- DOCUMENT SECTION -

I realise that you used to be the Minister for the State Services,
so you may be aware of the regular New Zealand Crime & Victims Survey.
I have had to criticise it for anti-male bias
in the past. There is no possibility of that survey ever being
professional or unbiased, while you have a Ministry For Women, but no
Ministry for Men. I have already told you about the following encounter
with an employee of the Ministry for Women at Victoria University of
Wellington:
One day, I was attending a tutorial, as part of a course in the
School of Government at Victoria University of Wellington. It was
probably my first tutorial for that course. I was sitting opposite
a tall and strongly-built Maori or Polynesian woman, who was working
for the Ministry of Women's Affairs (as it was called at that time,
I think). At one point, she blurted out something like, "Men
have never done anything for women!" I replied that men gave
women the vote.
She had no reply to that, so she said, "Change the subject!"
The male lecturer in charge of the tutorial looked as if he was about
to obey her command -- she was a woman, after all, and this was a
New Zealand university, so she had to be obeyed, I suppose!
However, I said that she had no right to change the subject.

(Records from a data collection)

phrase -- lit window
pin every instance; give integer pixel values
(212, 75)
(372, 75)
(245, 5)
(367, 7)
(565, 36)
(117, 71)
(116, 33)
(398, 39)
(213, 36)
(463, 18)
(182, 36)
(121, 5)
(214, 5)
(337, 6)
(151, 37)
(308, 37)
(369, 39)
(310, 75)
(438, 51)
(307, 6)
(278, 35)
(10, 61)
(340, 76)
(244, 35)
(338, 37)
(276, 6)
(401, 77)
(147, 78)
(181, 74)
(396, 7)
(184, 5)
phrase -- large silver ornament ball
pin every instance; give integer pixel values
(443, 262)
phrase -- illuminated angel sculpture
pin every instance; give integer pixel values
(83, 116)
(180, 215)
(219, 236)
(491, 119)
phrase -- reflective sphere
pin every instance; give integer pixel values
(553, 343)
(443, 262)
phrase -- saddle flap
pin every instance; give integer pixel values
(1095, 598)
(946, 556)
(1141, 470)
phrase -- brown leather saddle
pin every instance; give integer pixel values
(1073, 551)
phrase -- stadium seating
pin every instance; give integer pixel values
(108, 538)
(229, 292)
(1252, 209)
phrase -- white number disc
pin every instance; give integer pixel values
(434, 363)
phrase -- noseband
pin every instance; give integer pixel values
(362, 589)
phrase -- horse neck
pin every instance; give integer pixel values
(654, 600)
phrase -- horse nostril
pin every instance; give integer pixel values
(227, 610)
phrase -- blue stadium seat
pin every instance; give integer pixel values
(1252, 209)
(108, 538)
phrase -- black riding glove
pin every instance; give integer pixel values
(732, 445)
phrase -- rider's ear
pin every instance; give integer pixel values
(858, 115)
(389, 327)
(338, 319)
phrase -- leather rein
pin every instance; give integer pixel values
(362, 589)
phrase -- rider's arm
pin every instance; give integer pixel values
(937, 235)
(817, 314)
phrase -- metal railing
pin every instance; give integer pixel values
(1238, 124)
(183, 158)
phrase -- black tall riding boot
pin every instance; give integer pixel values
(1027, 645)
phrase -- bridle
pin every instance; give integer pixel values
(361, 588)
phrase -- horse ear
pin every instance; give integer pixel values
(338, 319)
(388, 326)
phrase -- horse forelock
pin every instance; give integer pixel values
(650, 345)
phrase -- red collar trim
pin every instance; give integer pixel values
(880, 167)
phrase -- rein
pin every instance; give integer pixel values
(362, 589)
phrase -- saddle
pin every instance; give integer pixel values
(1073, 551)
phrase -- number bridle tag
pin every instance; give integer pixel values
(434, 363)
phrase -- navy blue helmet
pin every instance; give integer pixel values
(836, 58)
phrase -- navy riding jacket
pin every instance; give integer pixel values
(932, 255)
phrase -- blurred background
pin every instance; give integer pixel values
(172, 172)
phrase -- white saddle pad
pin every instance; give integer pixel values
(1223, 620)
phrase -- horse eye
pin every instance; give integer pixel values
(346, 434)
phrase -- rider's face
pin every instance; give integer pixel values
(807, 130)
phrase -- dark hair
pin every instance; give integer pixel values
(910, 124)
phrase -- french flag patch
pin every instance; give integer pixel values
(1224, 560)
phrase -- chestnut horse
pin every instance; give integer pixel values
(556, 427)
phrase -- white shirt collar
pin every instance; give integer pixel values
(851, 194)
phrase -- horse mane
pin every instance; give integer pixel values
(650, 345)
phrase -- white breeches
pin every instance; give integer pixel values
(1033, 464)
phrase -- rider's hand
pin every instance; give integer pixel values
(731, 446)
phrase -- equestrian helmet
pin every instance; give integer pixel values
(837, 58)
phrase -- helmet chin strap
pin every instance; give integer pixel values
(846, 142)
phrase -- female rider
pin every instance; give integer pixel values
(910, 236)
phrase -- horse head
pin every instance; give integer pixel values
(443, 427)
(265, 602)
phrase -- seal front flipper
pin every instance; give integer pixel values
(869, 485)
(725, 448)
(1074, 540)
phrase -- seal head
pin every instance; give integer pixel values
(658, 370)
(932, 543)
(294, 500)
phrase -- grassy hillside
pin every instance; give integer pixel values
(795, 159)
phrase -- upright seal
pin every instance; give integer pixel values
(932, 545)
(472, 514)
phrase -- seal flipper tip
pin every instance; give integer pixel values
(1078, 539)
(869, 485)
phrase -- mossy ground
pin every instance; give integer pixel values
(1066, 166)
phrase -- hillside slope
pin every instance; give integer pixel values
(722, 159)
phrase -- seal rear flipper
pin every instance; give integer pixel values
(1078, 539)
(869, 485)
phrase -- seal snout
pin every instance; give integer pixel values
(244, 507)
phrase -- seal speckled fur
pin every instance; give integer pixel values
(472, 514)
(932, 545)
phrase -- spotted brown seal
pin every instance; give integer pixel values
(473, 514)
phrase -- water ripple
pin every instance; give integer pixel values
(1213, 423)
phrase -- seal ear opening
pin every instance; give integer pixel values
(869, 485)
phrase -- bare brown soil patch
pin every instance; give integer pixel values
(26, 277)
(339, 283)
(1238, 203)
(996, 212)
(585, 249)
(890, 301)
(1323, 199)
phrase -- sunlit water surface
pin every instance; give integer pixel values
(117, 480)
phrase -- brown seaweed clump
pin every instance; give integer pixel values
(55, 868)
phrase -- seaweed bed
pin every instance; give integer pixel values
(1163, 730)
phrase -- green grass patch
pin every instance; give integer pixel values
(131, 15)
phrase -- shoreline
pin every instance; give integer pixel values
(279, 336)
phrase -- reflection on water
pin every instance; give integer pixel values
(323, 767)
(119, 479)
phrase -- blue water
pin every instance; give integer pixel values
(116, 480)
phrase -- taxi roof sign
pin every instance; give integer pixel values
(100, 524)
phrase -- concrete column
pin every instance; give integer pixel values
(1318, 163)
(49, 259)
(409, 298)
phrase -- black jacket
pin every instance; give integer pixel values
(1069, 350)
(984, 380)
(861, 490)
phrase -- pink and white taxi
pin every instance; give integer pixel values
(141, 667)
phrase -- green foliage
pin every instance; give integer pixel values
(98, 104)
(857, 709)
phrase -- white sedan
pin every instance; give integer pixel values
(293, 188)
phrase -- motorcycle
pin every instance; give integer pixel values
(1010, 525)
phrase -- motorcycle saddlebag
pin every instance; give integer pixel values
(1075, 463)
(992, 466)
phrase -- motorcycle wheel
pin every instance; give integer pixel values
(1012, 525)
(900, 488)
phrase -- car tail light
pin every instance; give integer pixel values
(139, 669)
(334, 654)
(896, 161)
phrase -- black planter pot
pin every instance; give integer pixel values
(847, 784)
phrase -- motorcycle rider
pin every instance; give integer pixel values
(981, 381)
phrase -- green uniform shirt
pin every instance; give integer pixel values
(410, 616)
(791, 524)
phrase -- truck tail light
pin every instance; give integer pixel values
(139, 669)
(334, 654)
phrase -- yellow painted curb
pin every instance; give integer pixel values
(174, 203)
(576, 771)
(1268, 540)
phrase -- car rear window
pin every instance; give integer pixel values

- WORK TO COMPLETE -
(1) In the Crime & Victims Survey text, what did the writer reply when the woman said men had never done anything for women?
(2) Pick up the Crime & Victims Survey text after its last sentence and continue it.

- TASK-BY-TASK RESULTS -
(1) The writer replied that men gave women the vote.

(2)
The lecturer did not seem to understand why, so I had to explain to
him that she was not in charge of the tutorial -- HE was the person
in charge. He took my point, but he changed the subject anyway. After
the class, I saw that woman go up to the lecturer and ask to change
her tutorial and I never saw her again. She was obviously too stupid
and too totalitarian to cope with rational discussion, which she had
obviously never come across in the Public Service!
There is absolutely no chance of a Public Service staffed by people
like that producing valid research on anything involving men.
The situation with sexual violence is even worse, because there seems
to be little research into female sexual violence. Here is a quote
from "Perspectives on Female Sex Offending: A Culture of Denial",
by Myriam S. Denov:
"... the training that I received in both social work and
criminology had never mentioned or even insinuated that women could
be perpetrators of sexual abuse."
I am sure that the Leftist, Feminist Criminology
department which you attended would have been similar.